CONSIGNE
Restituez sous forme de tableau JSON de chaînes les lignes du listing, de la ligne contenant "Practice step: point at the woman's" jusqu'à la dernière ligne du listing incluse. Mettez une chaîne par ligne et omettez les lignes vides.

DONNÉES ENREGISTRÉES
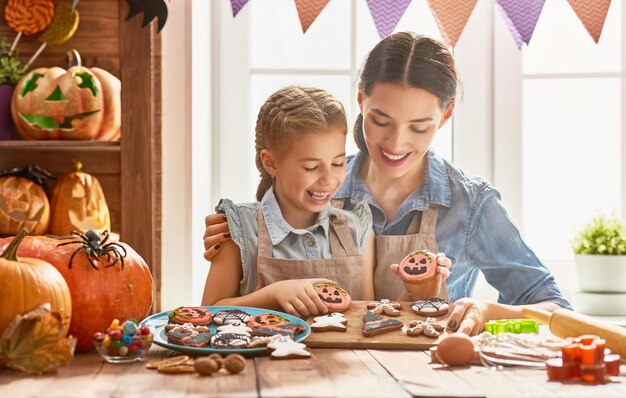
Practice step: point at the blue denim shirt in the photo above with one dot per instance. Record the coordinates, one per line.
(473, 230)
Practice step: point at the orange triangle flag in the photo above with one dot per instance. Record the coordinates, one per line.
(308, 10)
(451, 16)
(592, 13)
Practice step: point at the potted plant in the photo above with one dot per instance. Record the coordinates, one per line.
(600, 255)
(11, 71)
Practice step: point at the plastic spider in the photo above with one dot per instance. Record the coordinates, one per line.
(94, 246)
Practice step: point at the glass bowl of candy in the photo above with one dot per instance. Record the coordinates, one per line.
(122, 343)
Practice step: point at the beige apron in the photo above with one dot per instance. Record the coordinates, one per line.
(345, 267)
(391, 249)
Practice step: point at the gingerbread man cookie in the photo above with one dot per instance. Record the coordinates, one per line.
(333, 322)
(434, 306)
(429, 328)
(385, 306)
(285, 348)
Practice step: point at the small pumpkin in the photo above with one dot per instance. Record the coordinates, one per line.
(98, 295)
(26, 283)
(74, 104)
(78, 204)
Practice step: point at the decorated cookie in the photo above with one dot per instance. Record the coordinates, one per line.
(386, 307)
(418, 267)
(429, 328)
(285, 348)
(194, 315)
(333, 322)
(267, 319)
(223, 317)
(334, 297)
(375, 324)
(430, 307)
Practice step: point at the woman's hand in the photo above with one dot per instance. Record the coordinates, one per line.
(297, 296)
(468, 316)
(428, 289)
(215, 234)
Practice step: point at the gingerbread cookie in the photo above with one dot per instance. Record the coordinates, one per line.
(418, 267)
(197, 316)
(333, 322)
(374, 324)
(334, 297)
(385, 306)
(223, 317)
(434, 306)
(429, 328)
(285, 348)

RÉPONSE COMPLÈTE
[
  "Practice step: point at the woman's hand in the photo above with one dot per instance. Record the coordinates, one per line.",
  "(297, 296)",
  "(468, 316)",
  "(428, 289)",
  "(215, 234)",
  "Practice step: point at the gingerbread cookie in the photo above with one dot per instance. Record the coordinates, one per line.",
  "(418, 267)",
  "(197, 316)",
  "(333, 322)",
  "(374, 324)",
  "(334, 297)",
  "(385, 306)",
  "(223, 317)",
  "(434, 306)",
  "(429, 328)",
  "(285, 348)"
]